_Exercise aim_
Copy each line in the data that includes the word "with".

_Data under study_
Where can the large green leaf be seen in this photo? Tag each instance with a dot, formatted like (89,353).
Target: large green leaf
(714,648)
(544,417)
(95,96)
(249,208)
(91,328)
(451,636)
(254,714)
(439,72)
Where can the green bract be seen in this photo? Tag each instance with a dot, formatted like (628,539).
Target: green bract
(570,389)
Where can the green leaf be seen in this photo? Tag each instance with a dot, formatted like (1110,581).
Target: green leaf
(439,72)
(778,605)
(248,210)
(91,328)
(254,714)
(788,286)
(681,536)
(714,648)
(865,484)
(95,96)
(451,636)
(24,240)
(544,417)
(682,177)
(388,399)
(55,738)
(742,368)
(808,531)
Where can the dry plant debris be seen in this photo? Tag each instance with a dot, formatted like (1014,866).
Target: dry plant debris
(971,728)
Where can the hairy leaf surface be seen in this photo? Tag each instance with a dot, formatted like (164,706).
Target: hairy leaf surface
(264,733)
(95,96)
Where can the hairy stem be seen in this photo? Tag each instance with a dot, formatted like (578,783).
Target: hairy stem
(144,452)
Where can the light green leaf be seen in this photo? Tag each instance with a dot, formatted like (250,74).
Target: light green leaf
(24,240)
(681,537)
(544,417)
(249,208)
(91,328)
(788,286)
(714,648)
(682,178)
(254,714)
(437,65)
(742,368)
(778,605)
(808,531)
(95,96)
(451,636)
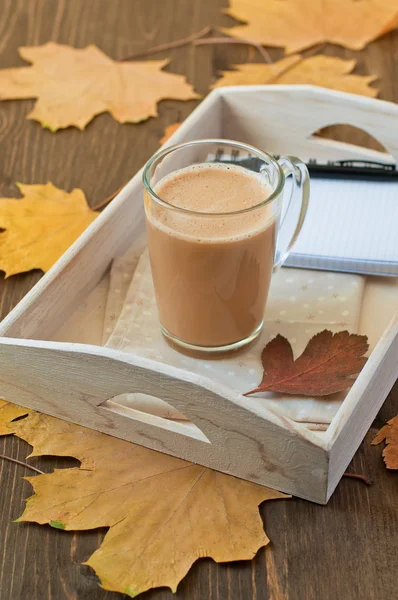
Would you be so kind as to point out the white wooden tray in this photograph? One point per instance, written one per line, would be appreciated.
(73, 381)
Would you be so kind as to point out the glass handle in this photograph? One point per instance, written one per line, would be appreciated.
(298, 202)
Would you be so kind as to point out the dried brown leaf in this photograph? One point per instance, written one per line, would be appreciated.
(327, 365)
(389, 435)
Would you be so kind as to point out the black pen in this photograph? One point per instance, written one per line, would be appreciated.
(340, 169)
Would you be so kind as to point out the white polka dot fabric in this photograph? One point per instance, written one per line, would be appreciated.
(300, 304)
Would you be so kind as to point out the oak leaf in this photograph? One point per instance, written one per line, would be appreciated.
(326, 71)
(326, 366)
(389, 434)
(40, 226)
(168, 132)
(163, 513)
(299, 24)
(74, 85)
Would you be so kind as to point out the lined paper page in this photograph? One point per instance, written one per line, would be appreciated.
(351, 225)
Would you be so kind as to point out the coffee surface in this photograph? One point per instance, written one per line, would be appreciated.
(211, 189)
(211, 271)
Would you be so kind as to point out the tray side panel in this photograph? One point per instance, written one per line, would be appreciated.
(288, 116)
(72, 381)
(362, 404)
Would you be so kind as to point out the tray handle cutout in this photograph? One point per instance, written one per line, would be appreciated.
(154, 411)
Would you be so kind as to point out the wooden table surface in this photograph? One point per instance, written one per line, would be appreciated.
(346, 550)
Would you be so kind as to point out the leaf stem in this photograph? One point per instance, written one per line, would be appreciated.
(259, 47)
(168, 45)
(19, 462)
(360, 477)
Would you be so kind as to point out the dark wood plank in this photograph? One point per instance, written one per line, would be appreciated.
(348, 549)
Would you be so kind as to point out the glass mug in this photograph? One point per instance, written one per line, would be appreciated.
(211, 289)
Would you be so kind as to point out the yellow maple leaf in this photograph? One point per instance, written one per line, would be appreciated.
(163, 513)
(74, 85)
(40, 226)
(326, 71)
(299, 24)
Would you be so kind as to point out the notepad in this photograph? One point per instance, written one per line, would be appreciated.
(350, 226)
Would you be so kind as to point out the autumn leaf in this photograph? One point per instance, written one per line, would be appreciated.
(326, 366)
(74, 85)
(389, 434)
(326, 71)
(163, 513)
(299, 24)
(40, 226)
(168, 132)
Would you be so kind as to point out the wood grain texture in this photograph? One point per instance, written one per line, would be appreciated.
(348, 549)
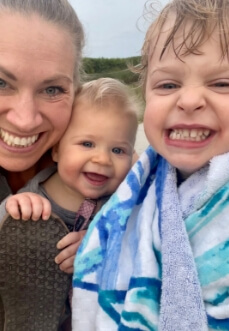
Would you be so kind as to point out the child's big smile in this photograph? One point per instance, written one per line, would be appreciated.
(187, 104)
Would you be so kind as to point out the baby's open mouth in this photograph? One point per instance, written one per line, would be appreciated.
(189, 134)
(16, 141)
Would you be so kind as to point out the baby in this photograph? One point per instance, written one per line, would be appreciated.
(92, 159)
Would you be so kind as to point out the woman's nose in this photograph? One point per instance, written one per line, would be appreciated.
...
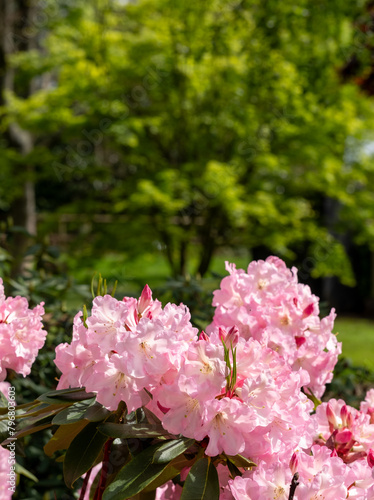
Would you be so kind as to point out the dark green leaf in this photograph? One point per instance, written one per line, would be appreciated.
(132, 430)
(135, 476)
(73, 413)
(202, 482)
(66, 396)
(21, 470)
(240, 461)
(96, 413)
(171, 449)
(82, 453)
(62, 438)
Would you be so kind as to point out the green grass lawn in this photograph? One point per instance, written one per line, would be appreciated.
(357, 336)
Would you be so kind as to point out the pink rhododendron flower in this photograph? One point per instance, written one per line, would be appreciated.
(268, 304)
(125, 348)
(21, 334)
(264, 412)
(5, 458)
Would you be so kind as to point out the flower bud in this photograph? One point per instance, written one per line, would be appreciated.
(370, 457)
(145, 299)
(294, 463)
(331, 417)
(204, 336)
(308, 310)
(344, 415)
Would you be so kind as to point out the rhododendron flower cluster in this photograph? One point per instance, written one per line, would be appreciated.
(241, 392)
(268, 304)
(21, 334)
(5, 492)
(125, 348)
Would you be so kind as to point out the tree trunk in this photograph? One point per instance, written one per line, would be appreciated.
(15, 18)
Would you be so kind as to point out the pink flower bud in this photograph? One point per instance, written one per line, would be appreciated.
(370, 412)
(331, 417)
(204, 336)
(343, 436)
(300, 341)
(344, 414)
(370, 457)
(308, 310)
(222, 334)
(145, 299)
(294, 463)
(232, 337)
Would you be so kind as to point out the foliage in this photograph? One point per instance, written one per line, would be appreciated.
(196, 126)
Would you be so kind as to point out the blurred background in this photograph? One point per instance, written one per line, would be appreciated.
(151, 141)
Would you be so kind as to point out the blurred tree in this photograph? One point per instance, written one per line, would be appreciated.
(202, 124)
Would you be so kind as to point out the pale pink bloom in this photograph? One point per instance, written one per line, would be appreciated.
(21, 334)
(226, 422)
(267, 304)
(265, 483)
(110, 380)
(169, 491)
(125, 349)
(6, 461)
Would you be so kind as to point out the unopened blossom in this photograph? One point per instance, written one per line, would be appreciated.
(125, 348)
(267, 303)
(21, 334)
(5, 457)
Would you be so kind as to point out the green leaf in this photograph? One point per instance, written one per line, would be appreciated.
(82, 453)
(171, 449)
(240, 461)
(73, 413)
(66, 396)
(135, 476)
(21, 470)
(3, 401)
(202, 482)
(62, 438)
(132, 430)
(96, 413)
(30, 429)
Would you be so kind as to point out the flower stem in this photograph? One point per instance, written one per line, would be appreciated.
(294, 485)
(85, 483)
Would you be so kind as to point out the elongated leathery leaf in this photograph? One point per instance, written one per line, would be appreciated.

_Solved exercise_
Where can the large green leaf be seen in this photo? Tag each instance with a dot, formatted like (89,353).
Where can the green bract be seen in this photo? Tag each instance with a dot, formatted like (628,539).
Where can the green leaf be seen in this photo? Tag each instance with a dot, formatted like (1110,581).
Where can the dry plant debris be seen in this photo? Tag each instance with a dot, formatted like (1014,866).
Where can the hairy leaf surface be seen in this photo? Tag each instance with a dot, formatted like (164,706).
Where can the hairy stem be seen in this photo? Tag each instance with a dot, formatted like (578,783).
Where can the light green leaf be seen in this photo? Tag each instance with a dot, formatted like (250,74).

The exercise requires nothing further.